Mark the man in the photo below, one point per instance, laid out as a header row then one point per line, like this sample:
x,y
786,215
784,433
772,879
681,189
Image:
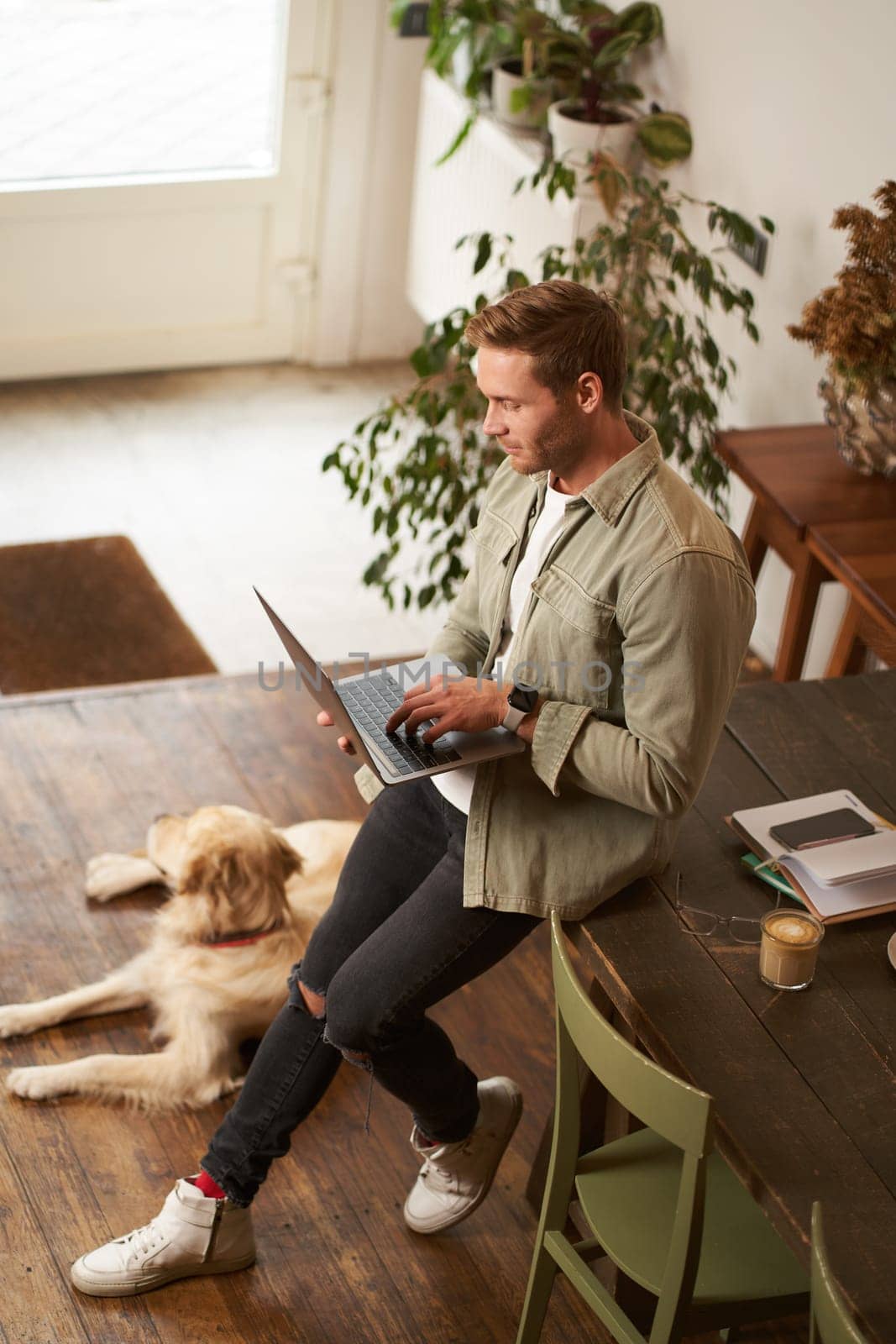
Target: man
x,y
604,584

**Required work:** Leaving out every picture, repeat the records above exactly as they stand.

**Task result:**
Mark the man in the photo below, one point per instance, laid out as a header row then one point per line, like this sample:
x,y
786,215
784,433
772,879
681,189
Image:
Target: man
x,y
604,584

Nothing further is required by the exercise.